[PAGE EXTRACT]:
Nowadays, people can come up with all kinds of topics to publish on preprint servers. Maybe they involve dry lab work and a lit review. Maybe it’s a statistical test that a researcher chooses to define his/her hypothesis, done in a way that can literally take them anywhere they want to go with their work. In other words, some research could be completely rubbish and it still gets published on a preprint server.
There should be higher standards for preprint servers, possibly through independent evaluations. Validation transparency and reproducibility are important, and research without minimal standards in these areas should be filtered.
How can preprints support authors in traditional scholarly publishing?
Preprinting is far faster than the traditional publishing process. I think this process can be integrated into every publication, like with In Review, when you submit to a journal, everyone can see when and where you submitted.
You can also get manuscripts published in a preprint publishing platform independently of journal submissions. There are also no APCs (article processing charges). Researchers from middle- or low-income countries cannot afford high APCs.
The APCs of high-impact journals can be even higher than the researcher’s entire one-year salary in some countries. Those who cannot afford those high APCs can get their works published as preprints for other researchers to see and comment on. They also get a DOI and thereby can showcase the novelty of their contribution. They can cite their preprints and others, all without having to wait for peer review.
Why do you choose to publish your preprints specifically on Research Square?

[Collected data]:
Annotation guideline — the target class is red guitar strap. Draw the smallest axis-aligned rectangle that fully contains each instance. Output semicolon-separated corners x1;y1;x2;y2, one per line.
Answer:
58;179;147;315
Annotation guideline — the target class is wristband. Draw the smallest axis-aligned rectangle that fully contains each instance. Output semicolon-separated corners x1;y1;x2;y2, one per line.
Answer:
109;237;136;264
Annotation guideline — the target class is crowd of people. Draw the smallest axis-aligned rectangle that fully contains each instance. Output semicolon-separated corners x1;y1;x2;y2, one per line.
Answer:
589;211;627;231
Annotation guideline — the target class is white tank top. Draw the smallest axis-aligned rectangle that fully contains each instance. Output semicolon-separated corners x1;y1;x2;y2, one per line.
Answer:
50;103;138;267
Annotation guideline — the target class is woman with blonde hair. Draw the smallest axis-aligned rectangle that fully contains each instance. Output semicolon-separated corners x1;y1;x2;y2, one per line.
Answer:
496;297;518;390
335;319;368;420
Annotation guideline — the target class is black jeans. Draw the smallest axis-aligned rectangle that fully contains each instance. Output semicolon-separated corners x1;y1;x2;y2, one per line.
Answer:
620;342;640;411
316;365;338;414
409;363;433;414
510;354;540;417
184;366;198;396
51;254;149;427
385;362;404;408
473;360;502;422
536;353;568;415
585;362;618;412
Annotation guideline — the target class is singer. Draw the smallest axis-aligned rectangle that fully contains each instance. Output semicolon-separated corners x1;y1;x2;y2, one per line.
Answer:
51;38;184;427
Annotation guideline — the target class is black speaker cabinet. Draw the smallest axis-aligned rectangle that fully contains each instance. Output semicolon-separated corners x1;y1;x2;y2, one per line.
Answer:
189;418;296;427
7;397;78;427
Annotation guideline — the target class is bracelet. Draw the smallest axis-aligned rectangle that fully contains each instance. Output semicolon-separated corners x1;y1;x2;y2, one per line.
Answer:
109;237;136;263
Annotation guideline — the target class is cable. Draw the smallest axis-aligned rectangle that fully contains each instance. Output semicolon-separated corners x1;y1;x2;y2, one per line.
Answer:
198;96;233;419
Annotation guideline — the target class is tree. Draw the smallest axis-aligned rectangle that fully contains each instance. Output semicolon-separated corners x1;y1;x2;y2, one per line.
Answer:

[WHAT THE TASK REQUIRES]: Write out the passage of the text on preprints starting with "There should be" and going on through "where you submitted.", word for word.

[EXERCISE OUTPUT]:
There should be higher standards for preprint servers, possibly through independent evaluations. Validation transparency and reproducibility are important, and research without minimal standards in these areas should be filtered.
How can preprints support authors in traditional scholarly publishing?
Preprinting is far faster than the traditional publishing process. I think this process can be integrated into every publication, like with In Review, when you submit to a journal, everyone can see when and where you submitted.